DATA RECORDS START

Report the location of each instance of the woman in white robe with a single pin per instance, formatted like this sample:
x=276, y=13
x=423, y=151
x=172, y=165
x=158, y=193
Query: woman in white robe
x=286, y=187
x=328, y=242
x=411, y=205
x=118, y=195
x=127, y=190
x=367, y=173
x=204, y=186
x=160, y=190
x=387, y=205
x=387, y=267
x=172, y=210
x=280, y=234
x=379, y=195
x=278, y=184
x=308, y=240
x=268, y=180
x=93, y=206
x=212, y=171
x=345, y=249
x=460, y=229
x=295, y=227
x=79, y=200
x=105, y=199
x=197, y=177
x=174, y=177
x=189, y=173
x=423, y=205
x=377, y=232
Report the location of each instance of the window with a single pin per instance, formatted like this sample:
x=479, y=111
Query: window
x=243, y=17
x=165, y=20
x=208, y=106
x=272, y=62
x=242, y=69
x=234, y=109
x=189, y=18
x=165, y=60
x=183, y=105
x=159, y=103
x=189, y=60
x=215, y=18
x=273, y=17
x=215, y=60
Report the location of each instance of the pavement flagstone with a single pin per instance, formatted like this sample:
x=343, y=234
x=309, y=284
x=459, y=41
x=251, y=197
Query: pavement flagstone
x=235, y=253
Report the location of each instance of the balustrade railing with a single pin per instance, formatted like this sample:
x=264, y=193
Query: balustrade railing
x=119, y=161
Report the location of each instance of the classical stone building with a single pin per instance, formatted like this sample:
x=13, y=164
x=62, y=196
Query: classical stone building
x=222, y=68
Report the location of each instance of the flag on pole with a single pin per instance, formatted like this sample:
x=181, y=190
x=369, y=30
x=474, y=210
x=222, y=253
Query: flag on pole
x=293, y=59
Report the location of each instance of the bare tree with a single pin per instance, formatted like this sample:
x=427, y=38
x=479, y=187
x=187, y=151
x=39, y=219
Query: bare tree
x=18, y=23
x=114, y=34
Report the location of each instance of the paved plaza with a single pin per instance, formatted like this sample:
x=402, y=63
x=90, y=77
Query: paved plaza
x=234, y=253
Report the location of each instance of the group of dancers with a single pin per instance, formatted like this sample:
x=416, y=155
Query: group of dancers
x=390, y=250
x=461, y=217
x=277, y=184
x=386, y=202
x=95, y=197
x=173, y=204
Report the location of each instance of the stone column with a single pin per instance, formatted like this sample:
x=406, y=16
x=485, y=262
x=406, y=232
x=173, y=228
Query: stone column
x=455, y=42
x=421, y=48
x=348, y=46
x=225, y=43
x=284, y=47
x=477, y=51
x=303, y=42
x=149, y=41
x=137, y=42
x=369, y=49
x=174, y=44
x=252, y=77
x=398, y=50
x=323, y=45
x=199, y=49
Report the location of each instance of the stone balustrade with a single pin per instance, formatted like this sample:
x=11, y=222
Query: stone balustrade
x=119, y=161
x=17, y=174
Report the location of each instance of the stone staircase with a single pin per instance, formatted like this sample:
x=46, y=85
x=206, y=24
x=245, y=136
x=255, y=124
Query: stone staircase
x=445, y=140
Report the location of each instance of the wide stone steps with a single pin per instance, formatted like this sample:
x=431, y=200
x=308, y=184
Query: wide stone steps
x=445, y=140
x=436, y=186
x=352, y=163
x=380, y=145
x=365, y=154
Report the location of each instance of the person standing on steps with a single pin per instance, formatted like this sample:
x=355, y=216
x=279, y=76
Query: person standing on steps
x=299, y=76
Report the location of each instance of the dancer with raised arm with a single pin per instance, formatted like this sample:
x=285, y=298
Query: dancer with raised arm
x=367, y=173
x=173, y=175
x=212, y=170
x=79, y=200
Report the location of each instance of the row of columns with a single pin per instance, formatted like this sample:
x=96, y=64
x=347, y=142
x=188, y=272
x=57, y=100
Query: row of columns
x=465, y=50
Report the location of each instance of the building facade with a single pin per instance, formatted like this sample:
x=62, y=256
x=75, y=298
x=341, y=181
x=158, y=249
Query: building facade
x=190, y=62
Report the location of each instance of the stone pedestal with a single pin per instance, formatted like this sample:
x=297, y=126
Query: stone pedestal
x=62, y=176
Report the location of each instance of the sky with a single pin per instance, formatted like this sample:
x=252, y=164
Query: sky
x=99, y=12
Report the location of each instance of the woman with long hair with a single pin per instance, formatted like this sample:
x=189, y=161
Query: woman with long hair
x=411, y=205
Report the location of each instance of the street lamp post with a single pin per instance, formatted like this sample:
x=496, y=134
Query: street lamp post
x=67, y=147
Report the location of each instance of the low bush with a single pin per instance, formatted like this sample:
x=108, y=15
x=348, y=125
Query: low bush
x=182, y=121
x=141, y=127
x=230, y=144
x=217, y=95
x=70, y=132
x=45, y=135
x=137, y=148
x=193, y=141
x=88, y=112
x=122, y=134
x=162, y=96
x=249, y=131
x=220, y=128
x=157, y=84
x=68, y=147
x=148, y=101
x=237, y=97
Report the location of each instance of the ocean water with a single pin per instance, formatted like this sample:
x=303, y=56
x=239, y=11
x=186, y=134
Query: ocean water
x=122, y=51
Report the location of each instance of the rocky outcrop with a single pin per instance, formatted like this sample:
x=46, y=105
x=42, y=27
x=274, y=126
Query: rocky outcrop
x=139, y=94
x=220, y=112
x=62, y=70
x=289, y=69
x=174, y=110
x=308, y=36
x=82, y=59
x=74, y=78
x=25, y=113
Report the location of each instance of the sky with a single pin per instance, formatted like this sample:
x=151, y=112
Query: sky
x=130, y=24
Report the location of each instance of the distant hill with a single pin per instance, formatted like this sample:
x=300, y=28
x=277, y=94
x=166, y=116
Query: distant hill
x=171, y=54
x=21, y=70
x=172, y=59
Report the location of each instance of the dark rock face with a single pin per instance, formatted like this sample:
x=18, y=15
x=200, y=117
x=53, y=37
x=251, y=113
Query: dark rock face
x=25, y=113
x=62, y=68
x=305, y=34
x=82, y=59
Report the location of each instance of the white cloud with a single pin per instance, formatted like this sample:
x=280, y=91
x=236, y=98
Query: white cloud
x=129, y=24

DATA RECORDS END

PROBLEM REQUIREMENTS
Your answer must be the line holding "x=277, y=94" and every later line of the entries above, written out exactly, and nothing else.

SOLUTION
x=277, y=94
x=166, y=116
Query: distant hill
x=171, y=54
x=21, y=70
x=172, y=59
Report the location of each instance of the dark rock face with a single pin per instance, formatted like this sample:
x=18, y=15
x=200, y=117
x=53, y=37
x=251, y=113
Query: dark rock face
x=25, y=113
x=62, y=68
x=305, y=34
x=82, y=59
Report the location of each instance of the white cloud with a single pin per instance, formatted like this sample:
x=280, y=91
x=236, y=98
Query: white cloud
x=129, y=24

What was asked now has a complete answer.